== Problem description ==
Answer these questions about the post on spiking neurons:
1. What do mammals learn and maintain, according to findings from cognitive science and neuroscience?
2. In which city is the Institute for Theoretical Computer Science?
3. By what two means does the institute examine recurrent neural networks?

== Document excerpt ==
Tuesday, July 17, 2012

Johaness Bill: July 16th

Probabilistic inference and autonomous learning in recurrent networks of spiking neurons 

Numerous findings from cognitive science and neuroscience indicate that mammals learn and maintain an internal model of their environment, and that they employ this model during perception and decision making in a statistically optimal fashion. Indeed, recent experimental studies suggest that the required computational machinery for probabilistic inference and learning can be traced down to the level of individual spiking neurons in recurrent networks. 

At the Institute for Theoretical Computer Science in Graz, we examine (analytically and through computer simulations) how recurrent neural networks can represent complex joint probability distributions in their transient spike pattern, how external input can be integrated by networks to a Bayesian posterior distribution, and how local synaptic learning rules enable spiking neural networks to autonomously optimize their internal model of the observed input statistics.

== Given entries ==
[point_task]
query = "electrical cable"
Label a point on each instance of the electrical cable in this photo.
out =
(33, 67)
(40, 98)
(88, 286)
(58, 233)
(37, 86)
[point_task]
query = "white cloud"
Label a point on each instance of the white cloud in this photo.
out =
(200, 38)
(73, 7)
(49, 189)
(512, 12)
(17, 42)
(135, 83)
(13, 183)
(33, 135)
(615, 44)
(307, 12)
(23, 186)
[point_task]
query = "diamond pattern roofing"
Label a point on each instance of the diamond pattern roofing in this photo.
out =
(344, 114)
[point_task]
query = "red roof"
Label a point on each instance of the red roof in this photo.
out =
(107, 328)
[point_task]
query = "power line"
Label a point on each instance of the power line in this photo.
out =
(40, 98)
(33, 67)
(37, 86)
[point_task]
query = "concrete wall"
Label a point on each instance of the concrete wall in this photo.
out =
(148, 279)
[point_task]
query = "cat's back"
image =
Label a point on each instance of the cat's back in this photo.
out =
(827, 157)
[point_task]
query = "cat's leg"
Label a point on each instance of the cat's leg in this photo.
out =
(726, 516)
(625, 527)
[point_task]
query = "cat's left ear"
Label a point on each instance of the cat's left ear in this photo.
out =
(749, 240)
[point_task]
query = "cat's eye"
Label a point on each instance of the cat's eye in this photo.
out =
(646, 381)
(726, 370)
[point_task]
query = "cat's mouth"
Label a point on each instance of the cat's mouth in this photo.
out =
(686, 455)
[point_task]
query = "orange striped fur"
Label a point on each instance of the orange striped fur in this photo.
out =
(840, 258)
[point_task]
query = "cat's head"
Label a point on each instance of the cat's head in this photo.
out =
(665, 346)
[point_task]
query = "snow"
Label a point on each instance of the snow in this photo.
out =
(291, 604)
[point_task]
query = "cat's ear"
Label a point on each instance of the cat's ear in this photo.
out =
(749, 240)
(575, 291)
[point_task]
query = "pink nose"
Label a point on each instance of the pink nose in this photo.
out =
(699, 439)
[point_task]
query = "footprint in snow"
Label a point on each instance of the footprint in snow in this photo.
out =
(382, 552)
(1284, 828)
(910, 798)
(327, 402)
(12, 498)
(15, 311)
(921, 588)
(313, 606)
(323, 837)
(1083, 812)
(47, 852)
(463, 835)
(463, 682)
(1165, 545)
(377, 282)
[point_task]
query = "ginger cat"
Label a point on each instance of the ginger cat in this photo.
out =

== Exercise solution ==
1. An internal model of their environment.
2. Graz.
3. Analytically and through computer simulations.